** Problem description **
Set down, in full, every record in the block.

Records from a dataset

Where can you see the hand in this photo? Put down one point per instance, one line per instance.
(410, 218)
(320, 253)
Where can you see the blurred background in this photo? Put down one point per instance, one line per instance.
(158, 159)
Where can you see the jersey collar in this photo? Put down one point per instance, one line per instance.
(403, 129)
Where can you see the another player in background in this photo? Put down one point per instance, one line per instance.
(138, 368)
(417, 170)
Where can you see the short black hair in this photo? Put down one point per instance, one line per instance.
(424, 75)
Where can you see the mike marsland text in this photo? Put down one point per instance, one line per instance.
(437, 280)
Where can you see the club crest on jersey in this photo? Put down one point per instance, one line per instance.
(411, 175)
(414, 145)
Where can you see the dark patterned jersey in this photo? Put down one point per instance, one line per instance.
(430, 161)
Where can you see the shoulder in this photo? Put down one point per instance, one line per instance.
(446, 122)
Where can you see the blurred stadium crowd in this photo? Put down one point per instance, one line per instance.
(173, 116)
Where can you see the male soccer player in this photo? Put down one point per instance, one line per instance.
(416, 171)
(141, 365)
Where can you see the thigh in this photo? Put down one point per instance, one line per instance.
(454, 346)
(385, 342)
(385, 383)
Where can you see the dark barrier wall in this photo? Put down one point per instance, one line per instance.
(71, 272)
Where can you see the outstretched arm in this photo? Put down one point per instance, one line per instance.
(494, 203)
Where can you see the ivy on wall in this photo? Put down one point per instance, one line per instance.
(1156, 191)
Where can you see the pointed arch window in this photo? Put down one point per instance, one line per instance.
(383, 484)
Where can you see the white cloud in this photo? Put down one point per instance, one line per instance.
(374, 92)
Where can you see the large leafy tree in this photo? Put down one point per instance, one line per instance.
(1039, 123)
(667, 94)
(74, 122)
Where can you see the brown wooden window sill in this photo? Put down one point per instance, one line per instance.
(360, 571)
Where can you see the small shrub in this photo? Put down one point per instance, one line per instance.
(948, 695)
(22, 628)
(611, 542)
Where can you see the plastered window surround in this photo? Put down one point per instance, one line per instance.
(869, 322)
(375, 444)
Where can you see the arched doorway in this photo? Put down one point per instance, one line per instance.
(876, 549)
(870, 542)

** Problem solution **
Where can you see the hand in this photo? Put down one point per instance, one line per instance.
(410, 218)
(320, 253)
Where can you see the blurred background in this photo? Put down one point per instance, one line per instance.
(158, 159)
Where can you see the jersey collar in this photo? Put down one point per instance, one line per instance.
(403, 129)
Where can you see the another player in background in this photo? Put down one point per instance, one line per instance.
(138, 368)
(417, 170)
Where can you see the short black hair in this photo? Put down one point per instance, one line per instance.
(424, 75)
Where can you see the mike marsland text in this photo? Put down one point per instance, one line per instance.
(437, 280)
Where can you see the club crest on jersey in this photo? Put down one point per instance, one line per instance.
(411, 175)
(414, 145)
Where can you see the dark patterned jersey in this photo? Put down one point per instance, one line per instance.
(430, 161)
Where can you see the shoulder in this photo? Put down one point per instance, one line per instance.
(446, 122)
Where can you see the blurred stadium crowd in this photo? Put down one point per instance, one line per instance.
(173, 116)
Where can you see the male soccer player in this photo? Put down one point per instance, one line per instance.
(416, 171)
(141, 365)
Where can you see the thigh in this photo? Put down one point per instance, one line per instance.
(454, 346)
(385, 342)
(385, 383)
Where can you see the dark barrier wall in this photo? Put down one point per instance, one line per instance.
(71, 272)
Where can you see the outstretched arm in this photo? Put down one point per instance, one line per instance.
(494, 203)
Where can you see the ivy on wall in this photo? Put down one point per instance, one line per instance.
(1156, 191)
Where can you see the pointed arch window in this photo? Put down one point per instance, one line per instance.
(383, 484)
Where can you see the white cloud in this photo? Put down one point per instance, one line per instance.
(374, 92)
Where can you see the large leafy tree in this photo? Put down one point per instance, one line per instance.
(1039, 123)
(667, 94)
(74, 122)
Where can you see the brown wooden window sill in this photo? Put down one point per instance, one line per instance.
(360, 571)
Where can you see the small shrub in this photo? Put down one point per instance, one line per instance.
(948, 695)
(22, 628)
(611, 542)
Where can you see the plastered window surround in this photo? Put down one point per instance, one line per instance.
(869, 322)
(375, 444)
Where can you see the arched doorway in this photo? Put down one point per instance, one line per instance.
(876, 549)
(870, 542)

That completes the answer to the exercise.